Excerto do texto:
━━━━━━━━━━━━━━━━

Recuperávamos todos da perda de entes queridos e procurávamos preencher os vazios com a companhia uns dos outros.
A seguir ao almoço, os miúdos estavam sempre desertos de ir jogar à bola para a rua. Havia na zona uma rua sem trânsito, rodeada por terrenos baldios, que se tornava no campo perfeito para andarem a correr atrás da bola.
Nós, os crescidos, fãs de jogos de tabuleiro, iniciámos uma partida. O jogo era com equipas, o primeiro a falhar era excluído e os restantes continuavam até só restar o vencedor.
Com o meu típico azar, arrastei a minha parceira de equipa para fora do jogo logo na primeira ronda. Decidi ir ver a futebolada dos miúdos.
Era habitual uma amiga que estava no almoço levar a Lucy, uma cadelinha de porte pequeno. Perguntei se podia levar a Lucy à rua. Peguei nela ao colo para atravessarmos a rua e, enquanto o fazíamos, vejo no baldio que nos separava dos miúdos umas orelhas aos saltos. Por entre a vegetação alta não consegui perceber o que era.
De repente salta um cão para os meus pés. Era muito enérgico, saltava a tentar cheirar a Lucy. O meu primeiro instinto foi protegê-la, mas percebi logo que era um cão dócil e brincalhão.

━━━━━━━━━━━━━━━━

(Registos do conjunto de dados de localização por pontos)
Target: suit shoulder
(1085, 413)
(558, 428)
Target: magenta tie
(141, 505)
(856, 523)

━━━━━━━━━━━━━━━━

Requisitos:
a) Responde, com base no relato do almoço:
(i) O que queriam os miúdos fazer a seguir ao almoço?
(ii) No jogo de tabuleiro, quem era excluído?
(iii) Como é descrita a Lucy?
b) Traduz para inglês esta frase do relato do almoço: "De repente salta um cão para os meus pés."
c) Prossegue o relato do almoço a partir da sua última frase.
As linhas são material independente do relato do almoço.

Respostas por tarefa:
a)
(i) Ir jogar à bola para a rua.
(ii) O primeiro a falhar.
(iii) Como uma cadelinha de porte pequeno.

b) Suddenly a dog leaps up at my feet.

c)
Perguntei aos miúdos se conheciam o cão e a resposta foi que devia ser um cão de rua, porque já o tinham visto uma vez ou duas por ali e no mesmo estado. O estado era… nauseabundo. Compensava em simpatia, traquinice e ao mesmo tempo humildade.
Eu que sempre adorei animais, aproveitei para brincar com ele e claro fazer imensas festas, apesar da sujidade impregnada no pelo que nem deixava perceber bem a sua cor.
E o cão por ali ficou, brincava comigo, andava atrás dos miúdos, tentava conquistar a Lucy. Não arredou pé o resto do tempo em que ali ficámos.
De regresso a casa, lembrei-me que os restos de cozido seriam um repasto para o cão e o argumento perfeito para a minha segunda intenção.
Havia uma amiga que tinha uma quinta com alguns cães, uma ótima solução para o “Nito”, nome que os miúdos lhe começaram a chamar. E a casa onde nos reuníamos era uma vivenda com dois rapazolas pequenos, na idade perfeita para terem um “ãomigo” de quatro patas. Seria portanto o lar perfeito.
Lá levámos o Nito para casa, comeu tudo aquilo a que tinha direito e encantou os presentes com o seu feitio dócil e brincalhão.
Comecei então a campanha para a sua adoção. O Nito tinha conquistado todos e eu não queria devolvê-lo à rua. Teria à volta de 1 ano e merecia uma vida digna. Tendo eu um gato com 15 anos, vivendo num apartamento e sem nunca ter tido um cão, precisava de convencer um dos restantes a ficar com ele.
Teci-lhe os maiores elogios, enalteci as suas qualidades, enumerei os benefícios de ter um cão na família, mas tudo com uma legitimidade precária. Afinal o que percebia eu do que era ter um cão? Sempre fui uma catlover, mas só tinha tido gatos na minha vida.
Não tive sucesso, dei-me como vencida e logo de seguida convencida.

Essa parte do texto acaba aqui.